# TASK DESCRIPTION
Every line below is to be quoted exactly, with nothing added or dropped.
########################################
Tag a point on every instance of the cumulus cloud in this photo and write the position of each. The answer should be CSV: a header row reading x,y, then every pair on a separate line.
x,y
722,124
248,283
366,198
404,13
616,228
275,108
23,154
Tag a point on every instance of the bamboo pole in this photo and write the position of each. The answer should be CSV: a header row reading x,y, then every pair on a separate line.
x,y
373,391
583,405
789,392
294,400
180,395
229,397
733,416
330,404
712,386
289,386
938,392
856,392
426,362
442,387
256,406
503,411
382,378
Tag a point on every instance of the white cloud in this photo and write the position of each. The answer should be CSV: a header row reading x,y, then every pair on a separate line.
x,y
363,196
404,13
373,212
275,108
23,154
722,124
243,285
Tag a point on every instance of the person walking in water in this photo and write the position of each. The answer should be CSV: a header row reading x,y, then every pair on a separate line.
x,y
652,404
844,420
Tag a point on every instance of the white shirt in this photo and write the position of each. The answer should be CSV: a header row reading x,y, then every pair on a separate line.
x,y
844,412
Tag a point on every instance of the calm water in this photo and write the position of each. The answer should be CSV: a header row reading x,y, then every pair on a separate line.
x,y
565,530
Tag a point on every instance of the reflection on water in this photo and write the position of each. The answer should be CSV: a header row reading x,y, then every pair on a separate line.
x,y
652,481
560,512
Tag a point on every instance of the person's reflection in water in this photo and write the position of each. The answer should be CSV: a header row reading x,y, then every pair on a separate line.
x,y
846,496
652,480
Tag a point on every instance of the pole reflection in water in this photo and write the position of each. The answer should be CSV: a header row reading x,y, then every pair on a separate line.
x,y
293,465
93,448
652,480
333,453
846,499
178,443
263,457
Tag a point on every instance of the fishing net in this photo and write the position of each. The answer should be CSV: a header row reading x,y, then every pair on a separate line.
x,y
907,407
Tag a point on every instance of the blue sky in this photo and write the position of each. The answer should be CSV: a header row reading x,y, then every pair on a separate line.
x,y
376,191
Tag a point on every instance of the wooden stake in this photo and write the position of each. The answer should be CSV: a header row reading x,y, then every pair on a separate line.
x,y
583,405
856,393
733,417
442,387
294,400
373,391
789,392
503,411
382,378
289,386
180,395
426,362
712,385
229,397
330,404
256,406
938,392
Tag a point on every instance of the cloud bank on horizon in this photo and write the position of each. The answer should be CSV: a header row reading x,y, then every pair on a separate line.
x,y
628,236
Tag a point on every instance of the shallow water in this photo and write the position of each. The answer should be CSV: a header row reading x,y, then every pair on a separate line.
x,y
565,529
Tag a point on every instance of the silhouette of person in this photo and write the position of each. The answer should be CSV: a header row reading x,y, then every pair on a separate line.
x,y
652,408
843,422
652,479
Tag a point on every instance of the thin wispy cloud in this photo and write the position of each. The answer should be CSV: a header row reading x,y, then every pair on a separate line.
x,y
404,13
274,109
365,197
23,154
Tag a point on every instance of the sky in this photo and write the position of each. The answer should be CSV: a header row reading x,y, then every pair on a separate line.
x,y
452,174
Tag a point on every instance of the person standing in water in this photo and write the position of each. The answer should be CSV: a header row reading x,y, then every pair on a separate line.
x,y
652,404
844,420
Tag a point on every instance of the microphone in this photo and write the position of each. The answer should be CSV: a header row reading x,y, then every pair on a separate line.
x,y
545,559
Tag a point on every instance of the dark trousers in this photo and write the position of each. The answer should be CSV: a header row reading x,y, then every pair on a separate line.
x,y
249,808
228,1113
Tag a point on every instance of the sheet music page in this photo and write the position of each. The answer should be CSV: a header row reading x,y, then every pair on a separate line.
########################################
# SOLUTION BELOW
Tag a point on every instance of the cumulus cloud in this photo and write the position of each. The answer should be CSV: a header row reading x,y, then every pair on a separate line.
x,y
722,124
248,283
366,198
404,13
616,228
275,108
23,154
Tag a point on every instance of the bamboo pole in this photo and write the position of each. The answer should be CSV: a header row reading x,y, then every pair on a separate line.
x,y
373,391
583,405
789,392
294,400
180,395
229,397
733,416
330,404
712,386
289,386
938,392
856,392
426,362
442,387
256,406
503,411
382,378
Tag a point on every instance of the white cloud in this photo and write the position of each. The answer should be CSV: a header row reading x,y, then every pair on a separate line.
x,y
363,196
404,13
373,212
275,108
23,154
722,124
243,285
Tag a point on every instance of the person walking in water in this photo and write the position of each. The answer should be CSV: a header row reading x,y, then every pair on a separate line.
x,y
652,404
844,420
Tag a point on every instance of the white shirt in this photo and write the position of each. The answer should be CSV: a header row reading x,y, then every pair on a separate line.
x,y
844,412
Tag a point on every instance of the calm water in this photo and write the position of each. The answer should be CSV: a header row reading x,y, then every pair on a separate line.
x,y
565,530
Tag a point on every instance of the reflection on water in this photo and write the position of each. The answer should be CSV: a header row reading x,y, then every pair on a separate line.
x,y
652,481
560,512
Tag a point on every instance of the person's reflection in water in this photo and write the position of each. The answer should be CSV: a header row reading x,y, then every pair on a separate line.
x,y
846,496
652,480
Tag a point on every instance of the pole reflection in water in this photo and write the position of each. The answer should be CSV: a header row reading x,y, then every pair on a separate line.
x,y
293,465
93,448
652,480
333,453
846,499
178,443
263,457
Tag a point on every instance of the fishing net in this photo and write the position of each. The answer should be CSV: a header row reading x,y, then every pair on a separate line.
x,y
907,407
Tag a point on every instance of the blue sky in this photo and write the position of each. The answer should be CSV: a header row reading x,y, then every pair on a separate line.
x,y
376,191
Tag a point on every instance of the wooden stake in this photo and write the position of each. The answer should be CSV: a header row reading x,y, then every pair on a separate line.
x,y
583,405
856,393
733,417
442,387
294,400
373,391
789,392
503,411
382,378
289,386
180,395
426,362
712,385
229,397
330,404
256,406
938,392
Tag a point on every instance of the cloud bank on horizon in this photo and write the position of each. The answer should be CSV: a header row reading x,y, then every pair on a separate line.
x,y
628,236
Tag a point on every instance of the shallow water in this photo and write the position of each. The answer should be CSV: a header row reading x,y, then every pair on a separate line.
x,y
565,529
Tag a point on every instance of the silhouette of person in this photo and write the position of each. The answer should be CSV: a header row reading x,y, then every pair on a separate line.
x,y
652,408
843,422
652,479
Tag a point on every instance of the thin wispy cloud in this photo and write the position of each. The answer should be CSV: a header row reading x,y, then every pair on a separate line.
x,y
404,13
274,109
365,197
23,154
Tag a point on every instance of the sky in this photo and write the position of each. The answer should be CSV: a header row reading x,y, then every pair on a separate line.
x,y
452,174
Tag a point on every instance of the person standing in water in this photo and write the position of each. The answer should be CSV: a header row reading x,y, then every pair on a separate line.
x,y
652,404
844,420
Tag a point on every instance of the microphone in this photo and write the position of each. The answer should be CSV: a header row reading x,y, then every pair on a separate line.
x,y
545,559
Tag a point on every instance of the dark trousers in this photo and write the position of each. The answer should be CSV: a header row reading x,y, then every pair on a separate line.
x,y
249,808
228,1113
Tag a point on every instance of the sheet music page in this photo and write the position of each. The answer should be CSV: a header row reading x,y, then every pair on a separate line.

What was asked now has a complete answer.